(Records from a collection)
◇ ◇ ◇ ◇ ◇

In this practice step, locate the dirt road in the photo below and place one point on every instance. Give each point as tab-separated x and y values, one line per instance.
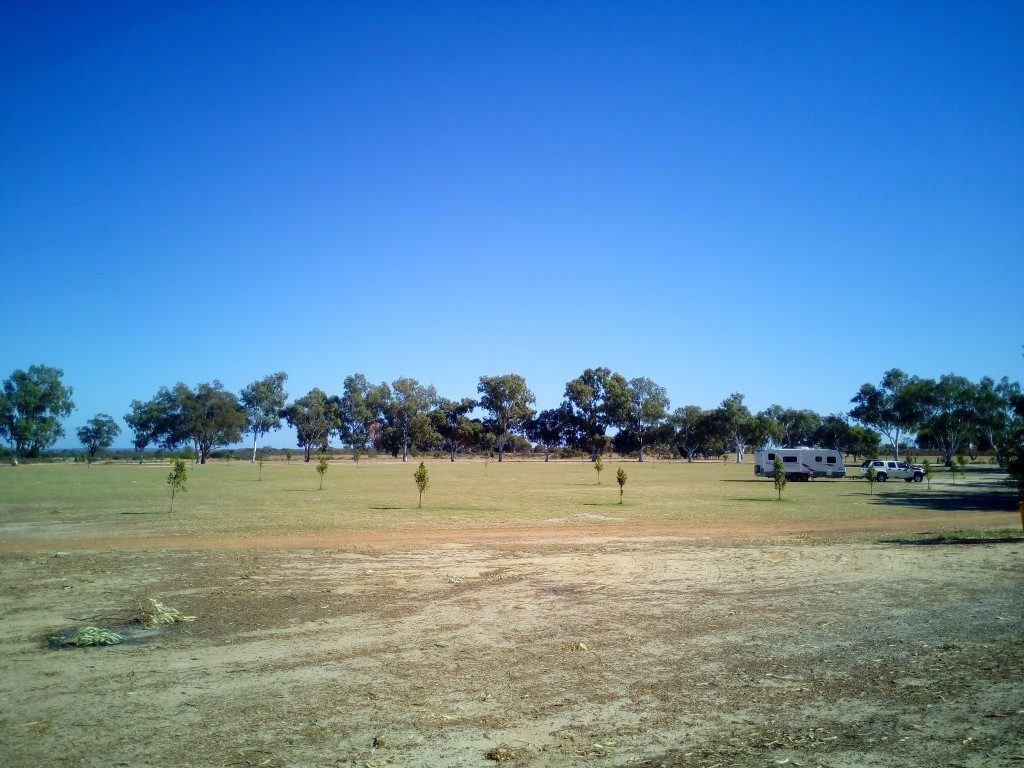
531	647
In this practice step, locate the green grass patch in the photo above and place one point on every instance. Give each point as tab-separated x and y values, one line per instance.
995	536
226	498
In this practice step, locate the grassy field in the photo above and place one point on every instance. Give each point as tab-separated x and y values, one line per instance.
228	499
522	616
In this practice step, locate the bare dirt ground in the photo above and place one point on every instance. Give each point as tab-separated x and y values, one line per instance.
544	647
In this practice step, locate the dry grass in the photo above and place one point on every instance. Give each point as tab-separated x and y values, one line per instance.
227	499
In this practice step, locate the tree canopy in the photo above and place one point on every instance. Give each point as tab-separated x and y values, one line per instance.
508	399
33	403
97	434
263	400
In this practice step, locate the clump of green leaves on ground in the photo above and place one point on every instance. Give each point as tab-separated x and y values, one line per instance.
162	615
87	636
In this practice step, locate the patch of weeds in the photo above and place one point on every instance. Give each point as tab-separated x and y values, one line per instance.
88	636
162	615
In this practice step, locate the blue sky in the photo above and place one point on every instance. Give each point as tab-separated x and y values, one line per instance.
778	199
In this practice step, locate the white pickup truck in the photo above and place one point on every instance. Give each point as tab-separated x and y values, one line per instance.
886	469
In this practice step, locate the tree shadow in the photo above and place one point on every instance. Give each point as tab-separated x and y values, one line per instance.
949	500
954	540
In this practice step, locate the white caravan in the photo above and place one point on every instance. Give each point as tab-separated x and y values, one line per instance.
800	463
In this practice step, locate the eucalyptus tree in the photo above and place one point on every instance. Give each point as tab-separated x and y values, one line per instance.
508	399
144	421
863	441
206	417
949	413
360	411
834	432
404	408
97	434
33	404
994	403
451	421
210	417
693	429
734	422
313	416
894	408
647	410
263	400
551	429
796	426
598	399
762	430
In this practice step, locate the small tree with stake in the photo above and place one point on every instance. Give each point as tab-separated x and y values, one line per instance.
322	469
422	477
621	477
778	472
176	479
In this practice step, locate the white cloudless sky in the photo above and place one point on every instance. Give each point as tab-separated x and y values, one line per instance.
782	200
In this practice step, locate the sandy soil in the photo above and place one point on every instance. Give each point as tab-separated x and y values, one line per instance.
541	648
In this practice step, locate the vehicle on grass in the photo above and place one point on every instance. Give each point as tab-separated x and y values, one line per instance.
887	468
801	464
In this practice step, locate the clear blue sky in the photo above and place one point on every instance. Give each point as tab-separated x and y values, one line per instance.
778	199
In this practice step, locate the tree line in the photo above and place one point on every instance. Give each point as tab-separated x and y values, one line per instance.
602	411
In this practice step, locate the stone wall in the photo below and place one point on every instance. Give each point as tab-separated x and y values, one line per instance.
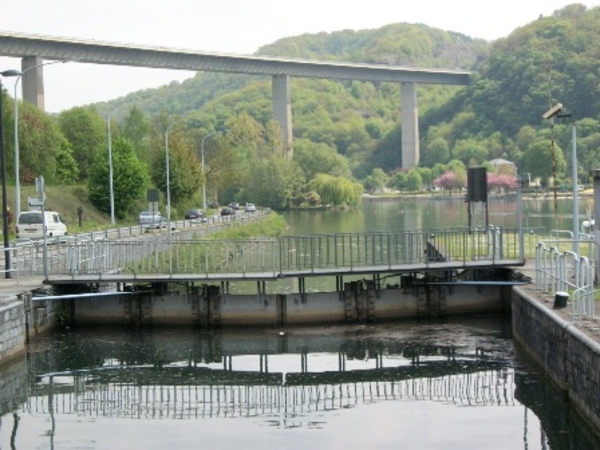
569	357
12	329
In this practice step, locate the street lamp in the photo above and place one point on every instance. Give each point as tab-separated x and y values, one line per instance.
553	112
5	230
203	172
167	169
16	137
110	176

◇ ◇ ◇ ◇ ◇

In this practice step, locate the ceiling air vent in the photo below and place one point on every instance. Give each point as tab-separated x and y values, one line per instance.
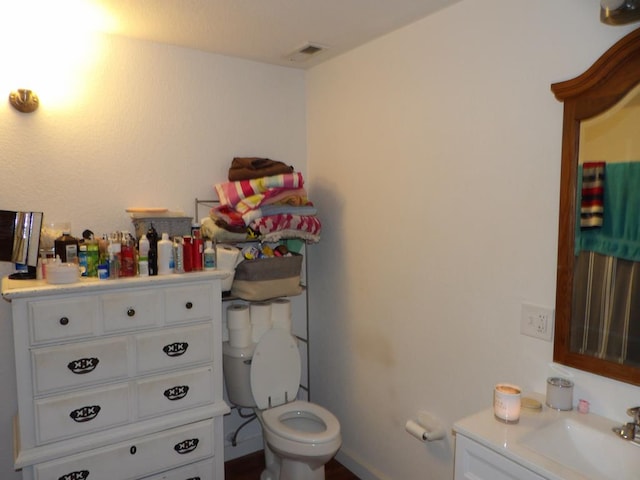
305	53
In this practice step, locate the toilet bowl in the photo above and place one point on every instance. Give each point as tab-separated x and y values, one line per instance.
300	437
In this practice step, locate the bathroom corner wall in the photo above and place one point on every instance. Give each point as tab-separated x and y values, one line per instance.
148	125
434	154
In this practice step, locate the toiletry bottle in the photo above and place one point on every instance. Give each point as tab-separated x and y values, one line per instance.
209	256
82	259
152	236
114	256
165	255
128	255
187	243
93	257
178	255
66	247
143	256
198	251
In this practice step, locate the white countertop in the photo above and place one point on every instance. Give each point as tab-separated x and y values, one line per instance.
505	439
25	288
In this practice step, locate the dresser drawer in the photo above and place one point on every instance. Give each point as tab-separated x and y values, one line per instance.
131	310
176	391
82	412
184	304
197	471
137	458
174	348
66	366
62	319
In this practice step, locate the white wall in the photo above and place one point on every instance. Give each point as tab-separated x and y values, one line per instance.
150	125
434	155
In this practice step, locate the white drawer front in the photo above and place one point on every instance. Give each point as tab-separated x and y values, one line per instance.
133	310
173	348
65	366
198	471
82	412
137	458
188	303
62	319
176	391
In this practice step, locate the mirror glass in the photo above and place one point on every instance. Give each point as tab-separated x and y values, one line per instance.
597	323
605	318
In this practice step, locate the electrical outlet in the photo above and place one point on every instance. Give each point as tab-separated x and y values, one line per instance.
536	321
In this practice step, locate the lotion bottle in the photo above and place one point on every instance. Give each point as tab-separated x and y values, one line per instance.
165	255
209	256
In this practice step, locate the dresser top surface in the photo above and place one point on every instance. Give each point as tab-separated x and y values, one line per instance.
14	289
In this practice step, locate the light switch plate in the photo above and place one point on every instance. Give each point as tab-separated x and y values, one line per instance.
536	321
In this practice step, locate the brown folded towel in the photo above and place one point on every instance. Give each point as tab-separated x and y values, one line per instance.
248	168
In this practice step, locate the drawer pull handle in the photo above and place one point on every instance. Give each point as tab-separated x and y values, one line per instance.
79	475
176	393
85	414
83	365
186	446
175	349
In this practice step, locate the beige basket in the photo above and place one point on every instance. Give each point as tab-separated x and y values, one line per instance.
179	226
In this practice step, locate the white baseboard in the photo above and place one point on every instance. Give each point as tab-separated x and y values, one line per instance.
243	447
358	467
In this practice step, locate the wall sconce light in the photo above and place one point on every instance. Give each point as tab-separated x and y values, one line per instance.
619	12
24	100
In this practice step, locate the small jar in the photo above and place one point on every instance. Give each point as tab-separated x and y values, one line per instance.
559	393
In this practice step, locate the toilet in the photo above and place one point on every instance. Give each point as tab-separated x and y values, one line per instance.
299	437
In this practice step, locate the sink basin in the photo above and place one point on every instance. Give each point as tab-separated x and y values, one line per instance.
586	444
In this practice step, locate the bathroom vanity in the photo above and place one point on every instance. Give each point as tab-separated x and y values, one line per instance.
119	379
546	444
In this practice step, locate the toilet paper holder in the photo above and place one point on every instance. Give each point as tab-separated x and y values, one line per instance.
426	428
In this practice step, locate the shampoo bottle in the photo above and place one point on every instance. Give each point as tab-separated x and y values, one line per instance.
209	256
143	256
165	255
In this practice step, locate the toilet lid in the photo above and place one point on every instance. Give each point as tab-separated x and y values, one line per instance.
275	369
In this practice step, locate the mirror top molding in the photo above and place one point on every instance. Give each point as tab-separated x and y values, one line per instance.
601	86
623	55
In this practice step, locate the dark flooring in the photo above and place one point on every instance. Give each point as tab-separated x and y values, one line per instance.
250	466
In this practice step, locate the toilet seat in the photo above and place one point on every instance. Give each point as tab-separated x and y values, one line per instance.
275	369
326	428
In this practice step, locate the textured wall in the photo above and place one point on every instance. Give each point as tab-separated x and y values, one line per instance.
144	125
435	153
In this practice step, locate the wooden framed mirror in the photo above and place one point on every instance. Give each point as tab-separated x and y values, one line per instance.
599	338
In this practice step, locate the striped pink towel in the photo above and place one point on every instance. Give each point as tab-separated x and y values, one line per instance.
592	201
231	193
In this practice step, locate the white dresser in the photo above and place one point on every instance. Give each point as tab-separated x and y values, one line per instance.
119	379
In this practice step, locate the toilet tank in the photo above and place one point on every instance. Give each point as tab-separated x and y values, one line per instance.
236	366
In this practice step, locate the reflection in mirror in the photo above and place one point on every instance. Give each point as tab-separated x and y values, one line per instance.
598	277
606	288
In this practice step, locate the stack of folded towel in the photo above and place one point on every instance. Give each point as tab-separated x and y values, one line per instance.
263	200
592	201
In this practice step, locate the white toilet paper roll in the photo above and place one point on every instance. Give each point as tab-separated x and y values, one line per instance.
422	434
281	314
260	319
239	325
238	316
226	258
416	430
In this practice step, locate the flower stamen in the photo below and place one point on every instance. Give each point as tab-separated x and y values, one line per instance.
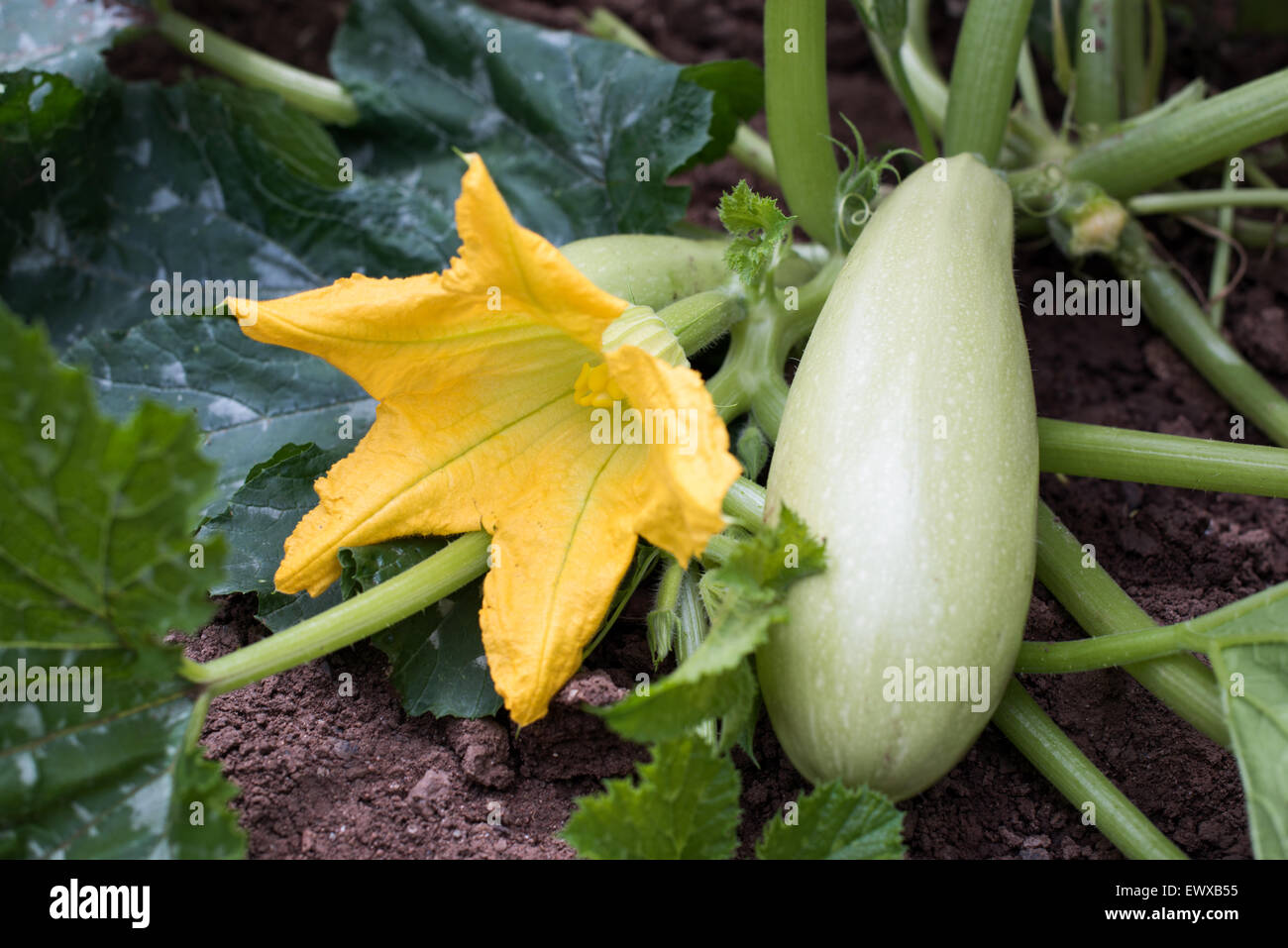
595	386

◇ ◇ ◇ ◇ ◇

--- Work to do ---
Please select each line of the records above that contains the word "towel" and copy those lines out. Case counts when matching.

--- Final result ---
In this practice step, locate the brown folded towel in the photo above and place one point on every instance. Give each point as tab-separated x and y values, one line per instance.
In this practice step, locate the striped pink towel in the photo above and place one point on every instance. Give each point as tab-separated x and y values, one line per instance.
In this practice step, locate the stack of folded towel in the photo above and place one point on every instance. Give each point as tab-separated x and y values, one line per instance.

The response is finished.